### WRITTEN INSTRUCTION
Duplicate every one of the lines below exactly, omitting the pictures from your answer.

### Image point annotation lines
## BEGIN

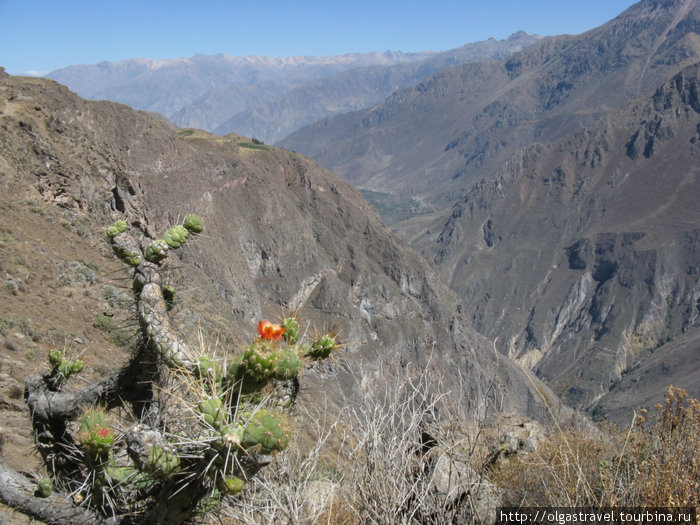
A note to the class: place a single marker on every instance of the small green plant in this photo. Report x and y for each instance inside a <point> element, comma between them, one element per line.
<point>199,428</point>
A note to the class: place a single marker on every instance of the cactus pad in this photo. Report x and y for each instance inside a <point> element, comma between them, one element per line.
<point>230,485</point>
<point>213,411</point>
<point>94,434</point>
<point>257,360</point>
<point>116,228</point>
<point>291,333</point>
<point>263,430</point>
<point>44,488</point>
<point>194,223</point>
<point>157,250</point>
<point>285,364</point>
<point>176,236</point>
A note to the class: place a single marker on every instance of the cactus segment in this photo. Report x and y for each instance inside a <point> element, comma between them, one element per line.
<point>285,364</point>
<point>44,488</point>
<point>230,485</point>
<point>269,331</point>
<point>213,411</point>
<point>207,504</point>
<point>322,347</point>
<point>257,361</point>
<point>157,250</point>
<point>55,358</point>
<point>291,332</point>
<point>94,434</point>
<point>176,236</point>
<point>169,296</point>
<point>263,430</point>
<point>116,228</point>
<point>208,368</point>
<point>128,257</point>
<point>194,223</point>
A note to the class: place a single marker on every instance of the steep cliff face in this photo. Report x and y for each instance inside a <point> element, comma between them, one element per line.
<point>435,140</point>
<point>282,234</point>
<point>582,256</point>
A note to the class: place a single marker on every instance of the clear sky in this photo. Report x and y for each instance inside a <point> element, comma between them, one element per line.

## END

### EXERCISE RESPONSE
A note to the class: place a single marker on every instance of the small green plant in this photo. Report x and y for each instance inside a <point> element, comma between them, one element per line.
<point>199,428</point>
A note to the class: place a single marker on every instance of the cactus pad in this photo. Report x and y for each instance inside a <point> element, comma between them, one element per line.
<point>230,485</point>
<point>213,411</point>
<point>94,434</point>
<point>257,360</point>
<point>116,228</point>
<point>291,333</point>
<point>263,430</point>
<point>44,488</point>
<point>194,223</point>
<point>157,250</point>
<point>285,364</point>
<point>176,236</point>
A note to the class: place a single marker on every instance of the cactus segment in this photo. Report x and y for each instance inside a <point> element, comma between them, one element per line.
<point>285,364</point>
<point>44,488</point>
<point>230,485</point>
<point>269,331</point>
<point>213,411</point>
<point>207,504</point>
<point>322,347</point>
<point>257,361</point>
<point>157,250</point>
<point>55,358</point>
<point>291,332</point>
<point>94,434</point>
<point>176,236</point>
<point>169,296</point>
<point>263,430</point>
<point>116,228</point>
<point>208,368</point>
<point>128,257</point>
<point>194,223</point>
A note to the class: place a single marker on every instance of the steep cliff face in this photo. Report x and y for each instance inside a <point> element, comma between them, one element per line.
<point>435,140</point>
<point>282,234</point>
<point>582,256</point>
A note to the class: place a single marker on every instance of the clear sky in this photo. Report x and y for each instance inside a <point> element, comma between them, one element per line.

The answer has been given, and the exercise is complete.